**RECORDS FOR THE TASK**
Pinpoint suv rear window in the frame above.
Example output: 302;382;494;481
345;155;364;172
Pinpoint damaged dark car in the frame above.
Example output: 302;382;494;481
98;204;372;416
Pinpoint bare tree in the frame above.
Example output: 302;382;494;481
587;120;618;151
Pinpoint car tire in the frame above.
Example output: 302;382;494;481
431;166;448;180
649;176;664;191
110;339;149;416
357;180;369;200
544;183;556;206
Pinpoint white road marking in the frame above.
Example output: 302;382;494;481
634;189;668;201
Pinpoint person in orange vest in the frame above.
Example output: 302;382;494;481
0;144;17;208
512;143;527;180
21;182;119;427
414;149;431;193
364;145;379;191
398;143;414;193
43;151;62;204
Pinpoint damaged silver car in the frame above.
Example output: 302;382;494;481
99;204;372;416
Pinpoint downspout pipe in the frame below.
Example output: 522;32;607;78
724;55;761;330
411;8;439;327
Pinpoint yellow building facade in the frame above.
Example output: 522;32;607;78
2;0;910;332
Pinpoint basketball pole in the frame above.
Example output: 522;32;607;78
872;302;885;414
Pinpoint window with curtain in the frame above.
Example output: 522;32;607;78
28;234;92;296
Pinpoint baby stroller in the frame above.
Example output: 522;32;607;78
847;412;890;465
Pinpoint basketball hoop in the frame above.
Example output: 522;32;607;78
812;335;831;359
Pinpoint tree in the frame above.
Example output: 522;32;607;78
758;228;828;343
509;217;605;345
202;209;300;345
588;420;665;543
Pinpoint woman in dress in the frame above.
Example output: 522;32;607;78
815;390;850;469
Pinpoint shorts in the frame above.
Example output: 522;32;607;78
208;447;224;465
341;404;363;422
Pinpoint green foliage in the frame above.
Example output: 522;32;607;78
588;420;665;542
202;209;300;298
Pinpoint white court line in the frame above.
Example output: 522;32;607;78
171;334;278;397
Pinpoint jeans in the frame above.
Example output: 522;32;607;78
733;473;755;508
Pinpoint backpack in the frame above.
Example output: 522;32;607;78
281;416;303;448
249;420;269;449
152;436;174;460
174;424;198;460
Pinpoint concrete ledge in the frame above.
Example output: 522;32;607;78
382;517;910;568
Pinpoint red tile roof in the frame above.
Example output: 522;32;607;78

**WORK TO BE COMPLETED**
Set out all of the data above as a Markdown table with two columns, Row and Entry. Number each line in order and leave out any blank lines.

**SOLUTION FOR THIS TASK**
| Row | Entry |
|---|---|
| 1 | Pinpoint suv rear window in the frame above. |
| 2 | Example output: 302;382;494;481 |
| 3 | 345;155;364;172 |
| 4 | Pinpoint damaged dark car in the frame above. |
| 5 | Example output: 302;382;494;481 |
| 6 | 98;204;372;416 |
| 7 | Pinpoint bare tree in the frame above. |
| 8 | Example output: 302;382;494;481 |
| 9 | 587;120;618;151 |
| 10 | Pinpoint car tire in the frame above. |
| 11 | Example output: 302;382;494;481 |
| 12 | 431;166;448;180 |
| 13 | 649;176;664;191 |
| 14 | 110;339;149;416 |
| 15 | 357;180;369;200 |
| 16 | 544;183;556;206 |
| 17 | Pinpoint white road marking in the frame above. |
| 18 | Example output: 302;382;494;481 |
| 19 | 634;189;668;201 |
| 20 | Pinpoint person in orange vest in the frame above. |
| 21 | Example output: 302;382;494;481 |
| 22 | 0;144;17;208 |
| 23 | 512;143;527;180 |
| 24 | 21;182;119;427 |
| 25 | 414;149;431;193 |
| 26 | 364;145;379;191 |
| 27 | 398;143;414;193 |
| 28 | 43;151;62;204 |
| 29 | Pinpoint damaged silver car in the frame above. |
| 30 | Example output: 302;382;494;481 |
| 31 | 99;204;372;416 |
| 32 | Pinpoint downspout pipe in the frame below. |
| 33 | Example output: 522;32;607;78 |
| 34 | 724;55;761;330 |
| 35 | 411;8;439;327 |
| 36 | Pinpoint yellow building facade in the frame above. |
| 37 | Example output: 522;32;607;78 |
| 38 | 2;0;910;332 |
| 39 | Pinpoint basketball pole in the frame above. |
| 40 | Example output: 522;32;607;78 |
| 41 | 872;302;885;414 |
| 42 | Pinpoint window with curtain in the frame above. |
| 43 | Example output: 522;32;607;78 |
| 44 | 28;234;92;296 |
| 45 | Pinpoint baby stroller in the frame above. |
| 46 | Example output: 522;32;607;78 |
| 47 | 847;412;890;465 |
| 48 | Pinpoint basketball hoop in the frame above. |
| 49 | Example output: 522;32;607;78 |
| 50 | 812;335;831;359 |
| 51 | Pinpoint tree in the frame above. |
| 52 | Example output: 522;32;607;78 |
| 53 | 758;228;828;343 |
| 54 | 509;217;605;345 |
| 55 | 202;209;300;345 |
| 56 | 588;420;665;543 |
| 57 | Pinpoint woman in dress in the frame above. |
| 58 | Example output: 522;32;607;78 |
| 59 | 815;390;850;469 |
| 60 | Pinpoint shorts in the frame above. |
| 61 | Example output: 522;32;607;78 |
| 62 | 208;447;224;465 |
| 63 | 341;404;363;422 |
| 64 | Pinpoint green foliage in the frame above. |
| 65 | Example output: 522;32;607;78 |
| 66 | 588;420;665;542 |
| 67 | 202;209;300;298 |
| 68 | Pinpoint white court line in the frame above. |
| 69 | Example output: 522;32;607;78 |
| 70 | 171;334;278;397 |
| 71 | Pinpoint jeans in the frame above. |
| 72 | Example output: 522;32;607;78 |
| 73 | 733;473;755;508 |
| 74 | Pinpoint backpack in the frame above. |
| 75 | Example output: 522;32;607;78 |
| 76 | 281;416;303;448 |
| 77 | 249;420;269;449 |
| 78 | 152;436;174;460 |
| 79 | 174;424;198;460 |
| 80 | Pinpoint concrete ledge in the frame above. |
| 81 | Example output: 522;32;607;78 |
| 82 | 382;517;910;568 |
| 83 | Pinpoint red tile roof in the frame above. |
| 84 | Example output: 522;32;607;78 |